READING TEXT:
━━━━━━━━━━━━━━━━
New drugs, such as oligonucleotide-based antisense drugs, peptide-drug conjugates, or lipid-drug conjugates, can potentially treat or cure many diseases. However, the drugs must reach their specific target and have improved pharmacokinetics to function as desired. The conjugation of drugs to macromolecular carriers improves the pharmacokinetics of the drug. However, stable conjugates can have several limitations:
(1) loss of the potency of the drug,
(2) confining the drug to the extracellular space, and
(3) requirement for circulating conjugates.
To improve the pharmacokinetics of drug conjugates, Santi et al. described conjugation linkers with highly tunable cleavage rates. The research group reviewed a set of tunable release linkers with half-lives ranging from hours to up to one year. Santi et al. suggest that these releasable linkers provide several benefits, including lower Cmax, the highest concentration of a drug in the blood, cerebrospinal fluid, or target organ after a dose is given, and the pharmacokinetic coordination of drug combinations. The multiple developed linkers have cleavage rates predetermined by the acidity of a C-H bond on the linker. A hydroxide-catalyzed β-elimination reaction releases the native, active drug.
━━━━━━━━━━━━━━━━
TASKS TO CARRY OUT:
1. Answer these questions about the drug-linker passage:
(a) What does conjugating a drug to a macromolecular carrier improve?
(b) What range of half-lives did the reviewed linkers have?
(c) What determines the cleavage rates of the linkers?
2. Please repeat the stretch of the drug-linker passage from "To improve the" through "native, active drug.".
3. Go on with the drug-linker passage from where it stops.
━━━━━━━━━━━━━━━━
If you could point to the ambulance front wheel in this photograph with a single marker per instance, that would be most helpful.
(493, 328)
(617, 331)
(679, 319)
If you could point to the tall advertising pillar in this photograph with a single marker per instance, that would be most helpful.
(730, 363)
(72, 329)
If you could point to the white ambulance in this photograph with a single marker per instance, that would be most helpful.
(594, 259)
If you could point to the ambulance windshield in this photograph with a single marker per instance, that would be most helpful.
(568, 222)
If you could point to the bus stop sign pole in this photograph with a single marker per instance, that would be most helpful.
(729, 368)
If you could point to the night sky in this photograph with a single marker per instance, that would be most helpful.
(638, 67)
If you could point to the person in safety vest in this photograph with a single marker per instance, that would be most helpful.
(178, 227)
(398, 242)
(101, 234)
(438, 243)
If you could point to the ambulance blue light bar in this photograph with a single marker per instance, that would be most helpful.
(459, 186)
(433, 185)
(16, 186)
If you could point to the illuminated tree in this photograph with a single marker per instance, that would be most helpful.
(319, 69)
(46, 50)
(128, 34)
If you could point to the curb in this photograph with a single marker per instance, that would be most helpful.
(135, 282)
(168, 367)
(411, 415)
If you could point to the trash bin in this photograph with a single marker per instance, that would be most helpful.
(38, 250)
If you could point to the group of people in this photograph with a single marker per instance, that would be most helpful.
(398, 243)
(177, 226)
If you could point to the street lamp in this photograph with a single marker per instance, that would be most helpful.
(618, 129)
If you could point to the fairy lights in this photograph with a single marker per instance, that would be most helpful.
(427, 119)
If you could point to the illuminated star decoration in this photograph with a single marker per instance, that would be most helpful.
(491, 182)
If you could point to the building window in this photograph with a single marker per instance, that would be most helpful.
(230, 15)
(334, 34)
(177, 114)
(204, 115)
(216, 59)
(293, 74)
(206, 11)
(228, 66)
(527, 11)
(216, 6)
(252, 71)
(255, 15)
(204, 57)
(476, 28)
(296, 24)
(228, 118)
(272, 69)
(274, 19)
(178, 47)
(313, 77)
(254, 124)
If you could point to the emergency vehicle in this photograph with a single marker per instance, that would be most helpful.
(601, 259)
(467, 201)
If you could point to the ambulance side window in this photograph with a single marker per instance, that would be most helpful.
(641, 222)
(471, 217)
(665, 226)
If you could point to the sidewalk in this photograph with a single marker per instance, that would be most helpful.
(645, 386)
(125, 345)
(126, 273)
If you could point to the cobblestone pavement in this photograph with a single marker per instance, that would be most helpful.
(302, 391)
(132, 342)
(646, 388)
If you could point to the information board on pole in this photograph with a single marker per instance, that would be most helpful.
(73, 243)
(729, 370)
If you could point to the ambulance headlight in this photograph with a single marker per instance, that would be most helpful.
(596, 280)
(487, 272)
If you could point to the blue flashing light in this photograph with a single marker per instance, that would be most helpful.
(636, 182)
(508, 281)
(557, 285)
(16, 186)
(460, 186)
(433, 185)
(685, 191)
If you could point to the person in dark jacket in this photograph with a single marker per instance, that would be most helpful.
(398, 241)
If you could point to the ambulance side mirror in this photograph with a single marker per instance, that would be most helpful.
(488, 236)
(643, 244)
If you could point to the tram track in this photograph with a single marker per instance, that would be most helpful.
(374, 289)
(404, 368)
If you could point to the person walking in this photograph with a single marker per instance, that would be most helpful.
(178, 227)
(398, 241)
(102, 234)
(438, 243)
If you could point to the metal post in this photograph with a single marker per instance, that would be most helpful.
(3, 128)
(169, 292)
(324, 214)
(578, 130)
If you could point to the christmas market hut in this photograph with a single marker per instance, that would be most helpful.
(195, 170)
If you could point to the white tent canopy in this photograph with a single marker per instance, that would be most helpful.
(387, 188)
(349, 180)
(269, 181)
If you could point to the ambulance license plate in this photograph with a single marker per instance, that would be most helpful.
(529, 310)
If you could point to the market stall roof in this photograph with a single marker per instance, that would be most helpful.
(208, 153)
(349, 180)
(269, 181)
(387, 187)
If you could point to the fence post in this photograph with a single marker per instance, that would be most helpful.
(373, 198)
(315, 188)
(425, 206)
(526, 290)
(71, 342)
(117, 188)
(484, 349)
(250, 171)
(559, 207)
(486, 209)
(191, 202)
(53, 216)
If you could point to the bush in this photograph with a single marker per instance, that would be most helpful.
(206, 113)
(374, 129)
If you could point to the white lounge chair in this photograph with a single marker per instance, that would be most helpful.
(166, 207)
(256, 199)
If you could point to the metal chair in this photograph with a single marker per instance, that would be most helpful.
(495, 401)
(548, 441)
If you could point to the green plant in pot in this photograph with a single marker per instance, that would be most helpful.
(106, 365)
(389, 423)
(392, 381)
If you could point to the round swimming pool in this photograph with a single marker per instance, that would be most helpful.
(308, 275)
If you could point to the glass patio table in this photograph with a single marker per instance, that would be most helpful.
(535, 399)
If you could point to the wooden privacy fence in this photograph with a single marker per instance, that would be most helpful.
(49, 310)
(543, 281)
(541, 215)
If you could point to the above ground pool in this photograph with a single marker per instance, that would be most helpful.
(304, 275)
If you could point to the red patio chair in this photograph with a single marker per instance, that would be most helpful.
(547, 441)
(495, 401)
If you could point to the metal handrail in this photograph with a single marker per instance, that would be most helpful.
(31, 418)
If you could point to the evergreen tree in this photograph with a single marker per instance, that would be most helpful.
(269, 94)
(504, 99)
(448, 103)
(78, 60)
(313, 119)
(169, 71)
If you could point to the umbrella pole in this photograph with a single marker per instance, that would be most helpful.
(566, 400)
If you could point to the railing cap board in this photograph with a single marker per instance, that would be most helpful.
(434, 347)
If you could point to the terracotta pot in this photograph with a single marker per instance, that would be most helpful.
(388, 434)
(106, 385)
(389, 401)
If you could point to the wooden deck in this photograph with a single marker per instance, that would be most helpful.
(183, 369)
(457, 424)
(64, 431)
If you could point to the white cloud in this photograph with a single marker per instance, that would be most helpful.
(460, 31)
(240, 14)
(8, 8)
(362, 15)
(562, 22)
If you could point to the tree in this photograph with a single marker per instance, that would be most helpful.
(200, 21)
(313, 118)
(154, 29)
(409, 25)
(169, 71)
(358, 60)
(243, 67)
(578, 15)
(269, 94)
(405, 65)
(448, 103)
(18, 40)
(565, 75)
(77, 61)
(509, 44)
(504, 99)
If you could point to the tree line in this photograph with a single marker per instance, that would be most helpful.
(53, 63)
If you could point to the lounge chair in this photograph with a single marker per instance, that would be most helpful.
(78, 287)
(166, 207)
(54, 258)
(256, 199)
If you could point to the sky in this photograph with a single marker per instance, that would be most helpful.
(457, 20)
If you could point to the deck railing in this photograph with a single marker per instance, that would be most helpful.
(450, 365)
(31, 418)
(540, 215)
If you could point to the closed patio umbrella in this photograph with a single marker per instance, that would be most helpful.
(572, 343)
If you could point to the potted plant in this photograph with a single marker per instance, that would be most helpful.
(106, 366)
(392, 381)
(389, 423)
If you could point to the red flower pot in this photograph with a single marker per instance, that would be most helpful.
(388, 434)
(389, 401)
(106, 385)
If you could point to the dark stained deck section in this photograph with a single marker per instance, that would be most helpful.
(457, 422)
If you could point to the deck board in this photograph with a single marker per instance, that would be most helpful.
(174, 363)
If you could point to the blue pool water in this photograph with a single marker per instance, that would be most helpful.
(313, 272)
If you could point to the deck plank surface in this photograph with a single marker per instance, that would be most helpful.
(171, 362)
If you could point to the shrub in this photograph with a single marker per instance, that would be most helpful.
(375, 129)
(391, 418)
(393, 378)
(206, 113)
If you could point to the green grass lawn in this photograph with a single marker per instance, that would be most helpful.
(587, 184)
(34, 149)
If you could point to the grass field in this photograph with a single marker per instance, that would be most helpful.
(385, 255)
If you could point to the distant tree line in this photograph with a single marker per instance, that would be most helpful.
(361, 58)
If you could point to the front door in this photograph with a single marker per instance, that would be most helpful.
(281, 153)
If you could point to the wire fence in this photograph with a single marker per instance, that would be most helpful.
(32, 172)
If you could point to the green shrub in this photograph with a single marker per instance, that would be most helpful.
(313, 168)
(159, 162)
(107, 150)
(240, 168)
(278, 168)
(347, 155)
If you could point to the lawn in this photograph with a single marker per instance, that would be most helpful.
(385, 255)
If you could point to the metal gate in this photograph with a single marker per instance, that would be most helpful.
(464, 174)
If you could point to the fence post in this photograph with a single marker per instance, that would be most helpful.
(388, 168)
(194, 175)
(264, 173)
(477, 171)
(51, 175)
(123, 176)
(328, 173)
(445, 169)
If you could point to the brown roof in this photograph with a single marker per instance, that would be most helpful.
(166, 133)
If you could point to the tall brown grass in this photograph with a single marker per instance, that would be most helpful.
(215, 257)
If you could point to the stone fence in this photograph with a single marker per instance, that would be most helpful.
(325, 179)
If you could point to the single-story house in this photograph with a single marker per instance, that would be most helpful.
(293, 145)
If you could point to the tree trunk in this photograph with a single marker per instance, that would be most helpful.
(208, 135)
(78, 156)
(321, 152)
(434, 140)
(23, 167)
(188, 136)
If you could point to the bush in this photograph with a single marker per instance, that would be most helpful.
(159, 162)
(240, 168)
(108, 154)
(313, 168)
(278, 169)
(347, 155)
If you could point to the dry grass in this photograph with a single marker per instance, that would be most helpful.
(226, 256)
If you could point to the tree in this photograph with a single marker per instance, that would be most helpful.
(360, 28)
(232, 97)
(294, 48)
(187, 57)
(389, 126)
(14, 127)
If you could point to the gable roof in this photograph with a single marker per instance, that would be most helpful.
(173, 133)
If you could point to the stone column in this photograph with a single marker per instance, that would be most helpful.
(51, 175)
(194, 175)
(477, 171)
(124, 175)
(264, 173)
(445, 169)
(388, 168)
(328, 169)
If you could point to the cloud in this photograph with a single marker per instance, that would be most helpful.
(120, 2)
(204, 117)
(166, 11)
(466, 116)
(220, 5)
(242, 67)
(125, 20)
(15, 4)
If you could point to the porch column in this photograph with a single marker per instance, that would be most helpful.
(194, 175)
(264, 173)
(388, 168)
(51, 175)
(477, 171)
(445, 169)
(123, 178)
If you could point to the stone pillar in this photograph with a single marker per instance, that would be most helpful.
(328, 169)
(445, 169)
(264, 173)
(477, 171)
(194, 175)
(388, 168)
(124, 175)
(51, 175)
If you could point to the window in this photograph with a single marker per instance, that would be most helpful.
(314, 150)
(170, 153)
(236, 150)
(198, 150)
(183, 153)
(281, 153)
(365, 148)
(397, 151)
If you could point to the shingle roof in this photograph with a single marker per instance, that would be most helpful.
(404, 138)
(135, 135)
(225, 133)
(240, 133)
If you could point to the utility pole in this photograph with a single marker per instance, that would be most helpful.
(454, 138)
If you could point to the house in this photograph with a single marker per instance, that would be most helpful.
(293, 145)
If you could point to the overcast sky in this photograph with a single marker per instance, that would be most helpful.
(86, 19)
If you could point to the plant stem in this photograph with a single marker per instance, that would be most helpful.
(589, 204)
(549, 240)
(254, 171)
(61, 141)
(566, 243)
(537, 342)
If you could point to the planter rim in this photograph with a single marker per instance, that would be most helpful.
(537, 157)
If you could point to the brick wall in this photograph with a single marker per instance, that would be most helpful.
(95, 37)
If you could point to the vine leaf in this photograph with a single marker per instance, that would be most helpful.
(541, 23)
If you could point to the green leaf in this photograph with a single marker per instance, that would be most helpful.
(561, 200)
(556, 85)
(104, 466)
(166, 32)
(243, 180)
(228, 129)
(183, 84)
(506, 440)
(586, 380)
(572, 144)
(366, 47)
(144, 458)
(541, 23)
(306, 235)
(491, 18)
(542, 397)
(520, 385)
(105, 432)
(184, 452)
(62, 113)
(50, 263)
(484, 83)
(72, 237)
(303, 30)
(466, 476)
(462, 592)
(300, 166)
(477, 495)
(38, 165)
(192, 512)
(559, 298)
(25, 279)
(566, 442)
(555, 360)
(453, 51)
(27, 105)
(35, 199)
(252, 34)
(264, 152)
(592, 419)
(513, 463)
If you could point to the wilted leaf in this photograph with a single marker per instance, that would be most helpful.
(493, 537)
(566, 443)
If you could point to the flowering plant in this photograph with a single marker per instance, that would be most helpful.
━━━━━━━━━━━━━━━━
ANSWERS FOR THE EXERCISE:
1.
(a) The pharmacokinetics of the drug.
(b) From hours to up to one year.
(c) The acidity of a C-H bond on the linker.

2.
To improve the pharmacokinetics of drug conjugates, Santi et al. described conjugation linkers with highly tunable cleavage rates. The research group reviewed a set of tunable release linkers with half-lives ranging from hours to up to one year. Santi et al. suggest that these releasable linkers provide several benefits, including lower Cmax, the highest concentration of a drug in the blood, cerebrospinal fluid, or target organ after a dose is given, and the pharmacokinetic coordination of drug combinations. The multiple developed linkers have cleavage rates predetermined by the acidity of a C-H bond on the linker. A hydroxide-catalyzed β-elimination reaction releases the native, active drug.

3.
Electron-withdrawing groups attached to the ionizable C-H group control the acidity of the linker. The linkers described by Santi et al. enable the construction of drug conjugates with predictable, tunable release kinetics over long periods useful in vitro and in vivo environments. Figure 1 shows a chemically releasable carbamate linker.
Figure 1: A chemically releasable carbamate linker. A macromolecular carrier is attached to a linker which is attached to the drug or prodrug via a carbamate group. The β-carbon has an acidic C-H group and contains an electron-withdrawing “modulator” that controls the pKa of that C-H group. Removing a proton initiates rapid β-elimination, cleaving the C-O of the linker–carbamate bond. A further loss of CO2 provides the free drug or prodrug and a substituted alkene. The drug release rate is proportional to the acidity (pKa) of the proton adjacent to the modulator. The chemical nature of the modulator controls the pKa and the release of the drug.
As a next step, the research group tested a carbamate containing Ne-2,4-dinitrophenyl-l-lysine [Lys(DNP)OH] and various electron-withdrawing pKa modulators. Figure 2 illustrates the releasing reaction.
Figure 2: Releasing reaction of a linker scaffold containing electron-withdrawing pKa modulators linked via carbamate bonds to Ne-2,4-dinitrophenyl-l-lysine [Lys(DNP)OH]. Modulators utilized aromatic groups, ketones, nitriles, and sulfones.
Figure 3: Modulator groups tested. [A] Half-lives for β-elimination varied between 14 hours to 2 weeks. [B to E] These less electron-withdrawing modulators extended the half-lives for up to 12 months (Santi et al. 2012).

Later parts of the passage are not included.